* Aim a: Count the lines in the entries that contain the string "roundel", matching case exactly, and give only the number.

** START Document segment **

Electrophotographic copier

Abstract

In an electrophotographic copier a fusing station is provided at which a toner image previously formed on a copy carrier is fixed on the carrier by fusing. The fusing station includes a flash tube which, when discharged, produces the heat required for the fusing operation. The electrical energy required by the flash tube is supplied from a flash capacitor. To avoid current spikes during charging of the flash capacitor the same receives its current from a drive system which includes a motor-driven generator in circuit with the flash tube; the inertia of the drive system acts as a buffer between the flash capacitor and the current supply source and prevents the occurrence of current peaks during the charging of the capacitor.

Description

BACKGROUND OF THE INVENTION

1. Field of the Invention

The invention relates to an arrangement for preventing the occurrence of current spikes during the charging of a capacitor.

More particularly, the invention relates to an electrophotographic copier in which the occurrence of current spikes is to be prevented during the charging of a flash capacitor which supplies the flash tube of a fusing station.

2. The Prior Art

Electrophotographic copiers are well known and require no detailed description for that reason. Briefly stated, the principle of operation of such apparatus is that an image carrier (plate, belt, drum) having a photoconductive surface is given a uniform electric charge over this surface and is thereupon exposed to the subject matter to be reproduced. This discharges the areas of the photoconductive surface in accordance with the radiation intensity which reaches them during the exposure, thereby creating on the surface a latent electrostatic image of the original being copied.

** END Document segment **
** START Working data **

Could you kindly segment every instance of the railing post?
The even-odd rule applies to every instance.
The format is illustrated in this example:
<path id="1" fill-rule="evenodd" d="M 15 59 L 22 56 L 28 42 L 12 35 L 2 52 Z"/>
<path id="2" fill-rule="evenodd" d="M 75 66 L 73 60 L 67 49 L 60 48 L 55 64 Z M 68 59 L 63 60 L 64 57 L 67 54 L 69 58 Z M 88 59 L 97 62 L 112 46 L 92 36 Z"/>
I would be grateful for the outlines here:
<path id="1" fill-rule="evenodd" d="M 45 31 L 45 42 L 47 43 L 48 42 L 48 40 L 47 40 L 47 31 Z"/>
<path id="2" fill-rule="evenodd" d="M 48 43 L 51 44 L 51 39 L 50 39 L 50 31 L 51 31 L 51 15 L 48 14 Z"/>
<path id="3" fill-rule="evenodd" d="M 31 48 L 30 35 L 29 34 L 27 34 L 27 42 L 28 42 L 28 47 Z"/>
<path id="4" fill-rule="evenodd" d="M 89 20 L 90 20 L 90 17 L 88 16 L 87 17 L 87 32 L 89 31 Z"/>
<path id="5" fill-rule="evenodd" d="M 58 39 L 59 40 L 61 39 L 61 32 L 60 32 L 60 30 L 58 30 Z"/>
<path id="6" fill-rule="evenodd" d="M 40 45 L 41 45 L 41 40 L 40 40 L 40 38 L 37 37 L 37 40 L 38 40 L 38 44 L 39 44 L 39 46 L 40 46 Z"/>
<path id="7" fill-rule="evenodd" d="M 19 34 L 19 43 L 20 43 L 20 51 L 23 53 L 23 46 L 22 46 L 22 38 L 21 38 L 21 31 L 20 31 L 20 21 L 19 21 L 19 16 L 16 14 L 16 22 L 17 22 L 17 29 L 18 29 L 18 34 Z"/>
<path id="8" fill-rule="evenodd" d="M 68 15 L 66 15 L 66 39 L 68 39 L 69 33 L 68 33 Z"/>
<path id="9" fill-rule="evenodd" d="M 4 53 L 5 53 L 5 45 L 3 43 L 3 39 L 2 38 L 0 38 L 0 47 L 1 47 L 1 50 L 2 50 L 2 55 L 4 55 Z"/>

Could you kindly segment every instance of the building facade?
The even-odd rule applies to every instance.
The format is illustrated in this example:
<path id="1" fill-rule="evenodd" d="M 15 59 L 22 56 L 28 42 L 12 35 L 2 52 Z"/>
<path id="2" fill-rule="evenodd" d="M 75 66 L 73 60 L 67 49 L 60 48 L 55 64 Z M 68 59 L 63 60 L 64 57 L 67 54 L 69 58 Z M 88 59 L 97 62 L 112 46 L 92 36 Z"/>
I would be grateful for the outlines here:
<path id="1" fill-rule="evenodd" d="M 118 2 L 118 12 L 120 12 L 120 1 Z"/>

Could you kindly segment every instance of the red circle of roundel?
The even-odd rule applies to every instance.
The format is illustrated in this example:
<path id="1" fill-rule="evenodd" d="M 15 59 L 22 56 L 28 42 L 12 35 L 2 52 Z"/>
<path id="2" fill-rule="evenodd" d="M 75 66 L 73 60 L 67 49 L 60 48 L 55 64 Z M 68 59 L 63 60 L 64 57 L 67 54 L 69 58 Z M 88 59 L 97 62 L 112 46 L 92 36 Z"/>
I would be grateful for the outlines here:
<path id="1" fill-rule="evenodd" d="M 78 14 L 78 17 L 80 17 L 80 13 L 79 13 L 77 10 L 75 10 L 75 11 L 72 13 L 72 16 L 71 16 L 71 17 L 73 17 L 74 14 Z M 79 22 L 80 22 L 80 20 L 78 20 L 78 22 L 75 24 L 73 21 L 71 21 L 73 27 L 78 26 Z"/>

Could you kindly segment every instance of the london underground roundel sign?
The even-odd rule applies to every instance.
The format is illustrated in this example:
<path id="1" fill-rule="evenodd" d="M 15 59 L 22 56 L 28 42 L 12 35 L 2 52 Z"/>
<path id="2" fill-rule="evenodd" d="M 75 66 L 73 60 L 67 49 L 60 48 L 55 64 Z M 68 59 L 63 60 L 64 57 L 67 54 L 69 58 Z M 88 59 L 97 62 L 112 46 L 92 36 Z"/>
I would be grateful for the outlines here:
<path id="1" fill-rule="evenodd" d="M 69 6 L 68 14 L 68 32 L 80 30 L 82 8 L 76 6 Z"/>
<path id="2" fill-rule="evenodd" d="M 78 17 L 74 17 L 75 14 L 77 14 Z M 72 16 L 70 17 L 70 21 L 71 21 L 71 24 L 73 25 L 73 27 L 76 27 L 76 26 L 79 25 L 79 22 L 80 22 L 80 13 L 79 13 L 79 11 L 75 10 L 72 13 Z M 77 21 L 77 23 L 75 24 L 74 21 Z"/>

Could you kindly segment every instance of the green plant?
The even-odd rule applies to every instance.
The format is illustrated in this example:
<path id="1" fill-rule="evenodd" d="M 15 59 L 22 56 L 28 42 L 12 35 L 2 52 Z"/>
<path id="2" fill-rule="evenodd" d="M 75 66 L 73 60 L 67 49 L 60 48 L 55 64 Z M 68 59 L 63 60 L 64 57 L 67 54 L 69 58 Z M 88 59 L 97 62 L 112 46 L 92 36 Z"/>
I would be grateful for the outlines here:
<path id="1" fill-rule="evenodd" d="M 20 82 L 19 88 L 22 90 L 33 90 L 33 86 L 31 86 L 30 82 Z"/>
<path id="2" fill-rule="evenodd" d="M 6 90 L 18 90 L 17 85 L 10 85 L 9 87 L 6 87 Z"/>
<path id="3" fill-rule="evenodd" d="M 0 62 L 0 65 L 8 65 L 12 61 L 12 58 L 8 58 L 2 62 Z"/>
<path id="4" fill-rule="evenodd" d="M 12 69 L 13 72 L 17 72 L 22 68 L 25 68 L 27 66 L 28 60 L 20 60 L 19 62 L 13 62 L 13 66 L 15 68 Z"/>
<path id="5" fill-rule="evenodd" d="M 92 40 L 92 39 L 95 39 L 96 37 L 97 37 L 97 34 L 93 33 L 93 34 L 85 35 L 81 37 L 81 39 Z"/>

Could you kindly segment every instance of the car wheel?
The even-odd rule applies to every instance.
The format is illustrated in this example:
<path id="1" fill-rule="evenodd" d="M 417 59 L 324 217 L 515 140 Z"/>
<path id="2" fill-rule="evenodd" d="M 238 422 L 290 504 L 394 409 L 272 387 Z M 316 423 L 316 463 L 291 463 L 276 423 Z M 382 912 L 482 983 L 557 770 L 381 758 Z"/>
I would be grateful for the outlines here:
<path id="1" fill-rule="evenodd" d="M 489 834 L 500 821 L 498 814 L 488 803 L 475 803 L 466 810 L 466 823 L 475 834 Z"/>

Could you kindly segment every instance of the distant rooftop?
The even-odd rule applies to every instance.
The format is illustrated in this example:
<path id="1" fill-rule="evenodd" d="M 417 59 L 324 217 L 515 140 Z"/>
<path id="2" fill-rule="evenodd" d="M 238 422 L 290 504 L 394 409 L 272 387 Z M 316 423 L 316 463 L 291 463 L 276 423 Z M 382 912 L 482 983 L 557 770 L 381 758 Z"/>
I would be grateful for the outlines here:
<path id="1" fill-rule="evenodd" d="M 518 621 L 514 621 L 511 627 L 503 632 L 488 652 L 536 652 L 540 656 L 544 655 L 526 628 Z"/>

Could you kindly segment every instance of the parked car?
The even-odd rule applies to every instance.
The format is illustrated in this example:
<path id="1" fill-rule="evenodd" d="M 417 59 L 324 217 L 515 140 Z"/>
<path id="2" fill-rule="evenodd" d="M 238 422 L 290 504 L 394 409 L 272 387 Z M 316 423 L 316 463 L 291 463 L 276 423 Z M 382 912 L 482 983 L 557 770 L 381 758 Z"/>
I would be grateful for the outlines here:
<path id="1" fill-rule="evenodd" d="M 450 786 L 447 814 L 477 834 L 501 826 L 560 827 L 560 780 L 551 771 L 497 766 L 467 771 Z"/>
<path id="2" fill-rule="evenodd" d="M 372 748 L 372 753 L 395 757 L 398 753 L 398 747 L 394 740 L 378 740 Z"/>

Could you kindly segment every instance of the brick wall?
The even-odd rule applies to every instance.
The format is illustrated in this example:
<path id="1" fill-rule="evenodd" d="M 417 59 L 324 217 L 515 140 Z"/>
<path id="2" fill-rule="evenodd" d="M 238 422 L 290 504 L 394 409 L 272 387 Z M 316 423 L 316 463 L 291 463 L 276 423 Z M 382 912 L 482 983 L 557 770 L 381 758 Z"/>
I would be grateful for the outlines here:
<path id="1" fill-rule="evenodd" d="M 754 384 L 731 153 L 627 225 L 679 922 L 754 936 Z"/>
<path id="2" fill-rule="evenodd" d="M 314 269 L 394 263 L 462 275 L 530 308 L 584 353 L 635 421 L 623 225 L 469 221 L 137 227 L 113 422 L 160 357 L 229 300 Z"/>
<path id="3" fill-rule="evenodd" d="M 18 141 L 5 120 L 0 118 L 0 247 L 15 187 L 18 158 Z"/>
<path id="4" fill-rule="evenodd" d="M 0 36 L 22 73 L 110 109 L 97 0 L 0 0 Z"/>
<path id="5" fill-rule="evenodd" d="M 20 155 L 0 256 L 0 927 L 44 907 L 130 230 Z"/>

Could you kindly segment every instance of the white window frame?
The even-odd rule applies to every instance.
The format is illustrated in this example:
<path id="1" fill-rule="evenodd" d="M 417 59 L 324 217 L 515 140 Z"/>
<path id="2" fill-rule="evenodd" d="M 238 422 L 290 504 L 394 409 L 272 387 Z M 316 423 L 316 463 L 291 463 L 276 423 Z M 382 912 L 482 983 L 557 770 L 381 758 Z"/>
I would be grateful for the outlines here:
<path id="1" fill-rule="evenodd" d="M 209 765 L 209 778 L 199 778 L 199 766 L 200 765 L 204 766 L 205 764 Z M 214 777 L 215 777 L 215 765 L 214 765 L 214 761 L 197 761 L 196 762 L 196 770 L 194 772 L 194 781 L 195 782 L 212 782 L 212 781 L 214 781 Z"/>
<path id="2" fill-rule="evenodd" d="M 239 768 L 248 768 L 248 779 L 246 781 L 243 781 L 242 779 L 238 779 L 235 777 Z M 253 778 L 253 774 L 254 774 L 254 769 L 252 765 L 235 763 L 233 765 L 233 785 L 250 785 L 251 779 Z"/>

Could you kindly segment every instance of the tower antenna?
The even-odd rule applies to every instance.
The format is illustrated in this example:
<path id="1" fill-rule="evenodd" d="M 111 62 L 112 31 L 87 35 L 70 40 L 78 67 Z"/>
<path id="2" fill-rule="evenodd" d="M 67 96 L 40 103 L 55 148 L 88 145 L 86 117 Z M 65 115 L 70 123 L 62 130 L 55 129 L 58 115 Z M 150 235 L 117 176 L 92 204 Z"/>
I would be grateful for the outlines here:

** END Working data **

* Aim b: Condense the paragraph of the copier text that begins "In an electrophotographic copier a fusing station" into a short bulleted list that keeps its main facts.

* Task solution a: 2

* Task solution b:
- A fusing station fixes a toner image, already formed on a copy carrier, onto that carrier by fusing.
- A flash tube in the station produces the needed heat when discharged.
- A flash capacitor supplies the tube's electrical energy.
- The capacitor draws its current from a drive system with a motor-driven generator in circuit with the flash tube.
- The drive system's inertia buffers the capacitor from the current supply source, preventing current peaks while the capacitor charges.